Stored data:
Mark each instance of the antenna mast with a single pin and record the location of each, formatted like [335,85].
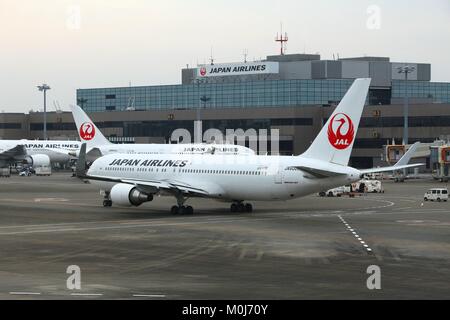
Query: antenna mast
[282,40]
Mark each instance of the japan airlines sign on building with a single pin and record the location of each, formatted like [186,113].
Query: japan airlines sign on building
[237,69]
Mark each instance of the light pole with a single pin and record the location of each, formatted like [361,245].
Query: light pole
[44,88]
[406,70]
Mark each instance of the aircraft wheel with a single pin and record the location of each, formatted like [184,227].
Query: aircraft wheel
[189,210]
[174,210]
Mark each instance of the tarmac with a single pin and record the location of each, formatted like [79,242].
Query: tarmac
[308,248]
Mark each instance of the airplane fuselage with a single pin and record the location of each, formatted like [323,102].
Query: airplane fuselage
[226,177]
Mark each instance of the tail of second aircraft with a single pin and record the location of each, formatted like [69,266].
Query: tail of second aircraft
[87,130]
[335,141]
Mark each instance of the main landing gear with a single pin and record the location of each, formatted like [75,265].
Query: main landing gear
[180,208]
[241,207]
[107,200]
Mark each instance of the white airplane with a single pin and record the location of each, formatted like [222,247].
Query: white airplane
[98,145]
[37,152]
[130,180]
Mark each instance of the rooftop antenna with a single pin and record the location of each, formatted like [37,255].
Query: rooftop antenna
[211,59]
[245,53]
[282,40]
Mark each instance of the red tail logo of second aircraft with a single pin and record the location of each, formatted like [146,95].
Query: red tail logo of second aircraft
[341,131]
[87,131]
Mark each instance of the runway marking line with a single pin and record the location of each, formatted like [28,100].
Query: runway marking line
[25,293]
[352,230]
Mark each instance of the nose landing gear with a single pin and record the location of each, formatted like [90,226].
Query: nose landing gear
[180,208]
[107,200]
[241,207]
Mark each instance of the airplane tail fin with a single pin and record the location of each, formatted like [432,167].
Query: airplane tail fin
[335,141]
[81,168]
[87,130]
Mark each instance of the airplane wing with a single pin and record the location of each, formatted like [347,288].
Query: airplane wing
[154,186]
[401,164]
[16,152]
[391,168]
[319,173]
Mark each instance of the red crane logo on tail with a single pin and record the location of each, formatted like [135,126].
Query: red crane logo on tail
[339,123]
[87,131]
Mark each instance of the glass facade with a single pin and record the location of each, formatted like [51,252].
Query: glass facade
[268,93]
[437,91]
[221,95]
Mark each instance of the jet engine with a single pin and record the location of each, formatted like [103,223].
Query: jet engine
[38,160]
[127,195]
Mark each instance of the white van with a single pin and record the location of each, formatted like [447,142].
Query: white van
[438,194]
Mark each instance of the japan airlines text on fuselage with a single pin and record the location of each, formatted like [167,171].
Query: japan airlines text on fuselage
[135,179]
[226,177]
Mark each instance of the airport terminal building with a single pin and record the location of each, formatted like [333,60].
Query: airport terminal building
[294,93]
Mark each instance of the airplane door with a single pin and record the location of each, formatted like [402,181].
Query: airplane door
[279,176]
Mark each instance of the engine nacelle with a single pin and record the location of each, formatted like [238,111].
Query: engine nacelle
[127,195]
[38,160]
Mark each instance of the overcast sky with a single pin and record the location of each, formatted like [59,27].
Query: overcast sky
[73,44]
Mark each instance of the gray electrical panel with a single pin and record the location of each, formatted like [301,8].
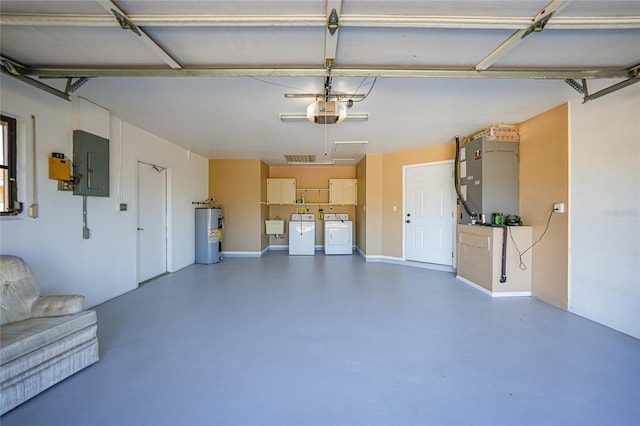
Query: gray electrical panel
[489,178]
[90,164]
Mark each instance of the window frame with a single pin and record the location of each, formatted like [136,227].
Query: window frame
[13,206]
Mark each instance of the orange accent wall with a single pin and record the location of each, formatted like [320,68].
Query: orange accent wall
[544,181]
[237,186]
[264,209]
[312,177]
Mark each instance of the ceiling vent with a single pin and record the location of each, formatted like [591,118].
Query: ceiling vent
[300,158]
[330,112]
[348,150]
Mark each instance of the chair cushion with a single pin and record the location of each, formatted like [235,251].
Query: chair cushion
[23,337]
[18,289]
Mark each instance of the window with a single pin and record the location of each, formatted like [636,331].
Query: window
[8,189]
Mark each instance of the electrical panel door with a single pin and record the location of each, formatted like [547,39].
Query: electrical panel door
[90,164]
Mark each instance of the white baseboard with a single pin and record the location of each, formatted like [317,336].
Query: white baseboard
[244,253]
[497,293]
[400,261]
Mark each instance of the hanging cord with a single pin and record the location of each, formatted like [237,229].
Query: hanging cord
[521,264]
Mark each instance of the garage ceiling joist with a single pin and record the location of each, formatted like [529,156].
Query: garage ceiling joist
[369,21]
[400,72]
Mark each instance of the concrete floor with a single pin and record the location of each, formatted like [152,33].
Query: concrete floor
[336,341]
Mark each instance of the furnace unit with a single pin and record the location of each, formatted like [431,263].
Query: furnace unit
[488,176]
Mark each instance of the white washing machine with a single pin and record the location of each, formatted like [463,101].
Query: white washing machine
[302,234]
[338,234]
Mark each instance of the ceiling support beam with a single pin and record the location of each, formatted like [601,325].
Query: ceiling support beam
[539,22]
[125,22]
[610,89]
[561,74]
[35,83]
[368,21]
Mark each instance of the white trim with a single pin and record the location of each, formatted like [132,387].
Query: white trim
[494,294]
[402,262]
[243,253]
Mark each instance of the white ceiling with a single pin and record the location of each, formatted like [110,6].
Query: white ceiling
[236,115]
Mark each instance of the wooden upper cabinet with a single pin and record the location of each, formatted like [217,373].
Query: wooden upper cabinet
[281,191]
[343,191]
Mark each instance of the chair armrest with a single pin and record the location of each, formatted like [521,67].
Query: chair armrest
[56,306]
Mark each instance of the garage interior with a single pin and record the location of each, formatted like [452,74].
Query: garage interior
[220,97]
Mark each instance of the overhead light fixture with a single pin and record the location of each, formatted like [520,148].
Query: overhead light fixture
[331,95]
[315,163]
[303,117]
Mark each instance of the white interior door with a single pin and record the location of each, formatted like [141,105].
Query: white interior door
[429,213]
[152,221]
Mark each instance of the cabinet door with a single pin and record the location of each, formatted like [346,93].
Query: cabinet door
[288,191]
[336,191]
[350,191]
[274,191]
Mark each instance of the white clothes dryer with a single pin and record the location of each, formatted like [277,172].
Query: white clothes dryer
[338,234]
[302,234]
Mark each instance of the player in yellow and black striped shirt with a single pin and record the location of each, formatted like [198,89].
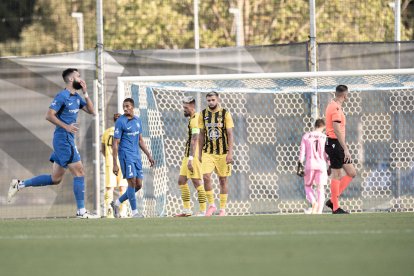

The task:
Each entry must be retyped word for word, with every image omitted.

Solution for this task:
Mark each instance of the antenna mast with a single pin and record the location of each, formatted like [335,85].
Query: antenna mast
[282,40]
Mark each instance of the japan airlines sign on building with a single pin and record the location of each, formatted like [186,113].
Query: japan airlines sign on building
[237,69]
Mark each instance of the light pole with a single pin and record the location of each, formatted like [361,245].
Query: light pole
[44,88]
[406,70]
Mark each instance of the aircraft wheel with a single pin and record the location of each, formatted like [184,227].
Query: aircraft wheel
[189,210]
[174,210]
Mark each instance of the tarmac with a single pin and record the location of each, formatted like [79,242].
Query: tarmac
[308,248]
Mark each instance of the airplane fuselage with a single pin and record the location of each, formatted like [323,102].
Query: airplane fuselage
[226,177]
Mark each instance of the tail of second aircraft with a single pin and record the location of each, formatted like [69,266].
Query: tail of second aircraft
[87,130]
[335,141]
Mark each instance of the main landing gear with a single pin and record the location of each, formatted like [75,265].
Query: main landing gear
[180,208]
[241,207]
[107,200]
Mark each instance of the white airplane with a single pin and record the location of each, formatted like [222,247].
Query: white airplane
[98,145]
[37,152]
[130,180]
Mark each instance of the rooftop antenna with a single pin and record the location of each, formatted like [37,255].
Query: rooftop antenna
[211,59]
[245,53]
[282,40]
Mark each instance of the red tail logo of second aircraft with a single pin and record the location of each, formatted like [146,95].
Query: red tail logo of second aircraft
[341,131]
[87,131]
Mark each instance of the runway marking line with a single pin and record the location of each, formatted like [28,100].
Query: runway marking line
[25,293]
[352,230]
Mark each instance of the nose landing gear with a single pin and record the location of each, formatted like [90,226].
Query: nose landing gear
[180,208]
[107,200]
[241,207]
Mark each instance of the airplane tail fin with a single pin and record the location of each, formatted like [432,167].
Query: airplane tail fin
[335,141]
[81,168]
[87,130]
Mark each instance of the airplane wing with a single pin and record the location of each, formatted like [347,288].
Query: airplane wing
[154,186]
[401,164]
[16,152]
[391,168]
[319,173]
Mark each instance of the red crane logo on tail with a single pin and record the location of each, formatted like [135,126].
Query: red crane logo on tail
[339,123]
[87,131]
Mark each instance of the glass facade with a single pin and record the location of each, formatted like [51,252].
Query: glass facade
[268,93]
[437,91]
[221,95]
Mark each instance of the jet engine with a single pin and record the location of each, formatted like [103,223].
Query: jet engine
[38,160]
[127,195]
Mark each instance of the white van with a single pin and record the location of each, formatted like [447,142].
Query: white van
[438,194]
Mark each instance of the japan airlines text on fuselage with a single pin and record the location of each, formatted like [167,171].
Query: japan airlines text on fuselage
[135,179]
[226,177]
Mark each instance of the airport terminal building with a single pin and record the location of each, formatted like [333,60].
Query: airport terminal building
[294,93]
Mark each instance of the airplane door with a single pin and record the location of each, formatted like [402,181].
Query: airplane door
[279,176]
Mark each instance of the engine nacelle with a single pin and record the location of each, formatted like [238,111].
Query: engine nacelle
[127,195]
[38,160]
Mark each instance of the overcast sky with a single pin and record the location of each, formatted like [59,27].
Query: overcast sky
[73,44]
Mark each instance of the gray electrical panel with a single pin and record the location of each, formatted like [301,8].
Query: gray electrical panel
[489,178]
[90,164]
Mark each instance of the window frame with a single pin and record the location of each, formatted like [136,227].
Query: window frame
[13,206]
Mark each instance of the orange accent wall with a single pin and record the location of each, formatted like [320,68].
Query: orange accent wall
[544,181]
[237,186]
[264,209]
[312,177]
Mark each instance of the ceiling vent with a single pin and record the location of each, formatted like [591,118].
Query: ceiling vent
[300,158]
[330,112]
[348,150]
Mark each instance of the chair cushion with a single pin and record the location of each, formatted like [235,251].
Query: chair cushion
[23,337]
[18,289]
Mark each instance of the window with a single pin and record the location of each, formatted like [636,331].
Query: window
[8,189]
Mark each instance of the electrical panel door with a single pin and record the location of each, formatted like [547,39].
Query: electrical panel door
[90,164]
Mark each instance of the white baseboard with a single pin and record the location of each, formatted like [317,336].
Query: white baseboard
[244,253]
[497,293]
[400,261]
Mark each instance of the hanging cord with a single pin and record the location of each, formatted like [237,229].
Query: hanging cord
[521,264]
Mark each instance of the garage ceiling joist with a single pin and record the location of each, formatted like [529,156].
Query: garage ceiling joist
[369,21]
[400,72]
Mark each instance of the concrete floor with a single pin and record the location of each, formatted like [152,33].
Query: concrete floor
[336,341]
Mark each instance of the furnace unit with a single pin and record the location of each, formatted like [431,263].
Query: furnace unit
[488,176]
Mark each instance of the white washing machine with a single pin and record the location of each, formatted like [463,101].
Query: white washing machine
[302,234]
[338,234]
Mark each instance of the ceiling support beam with a single pin and record the location of each, formatted like [601,325].
Query: ceiling support beam
[539,22]
[125,22]
[610,89]
[561,74]
[35,83]
[368,21]
Mark each instance of the white trim with a single pin and record the location of each, formatted like [132,387].
Query: white trim
[494,294]
[402,262]
[243,253]
Mark each instance of the white ceiling with a single pin and record the location of each, formatted like [110,6].
Query: white ceiling
[236,115]
Mark each instance of the wooden upper cabinet with a single pin and record the location of each, formatted like [217,373].
Query: wooden upper cabinet
[281,191]
[343,191]
Mark each instance of the chair armrest with a single pin and record the location of each, formatted like [521,67].
Query: chair armrest
[56,306]
Mark each instance of the garage interior with a single pin and record the location of each, formatted like [452,74].
Query: garage interior
[220,97]
Mark each instance of the overhead light fixture with a single pin and record the location of each, formatted like [520,148].
Query: overhead light fixture
[331,95]
[315,163]
[303,117]
Mark each instance of the white interior door with a single pin and record the location of each, formatted like [141,105].
Query: white interior door
[429,213]
[152,221]
Mark each instance of the cabinet door with a single pin and record the location of each, formatted like [346,93].
Query: cabinet door
[288,191]
[336,191]
[350,191]
[274,191]
Mark each instance of the white clothes dryer with a single pin and record the location of each, formatted like [277,172].
Query: white clothes dryer
[338,234]
[302,234]
Mark each instance of the player in yellow and black striped shirt with a single pin and record the location of each, formatted like [198,89].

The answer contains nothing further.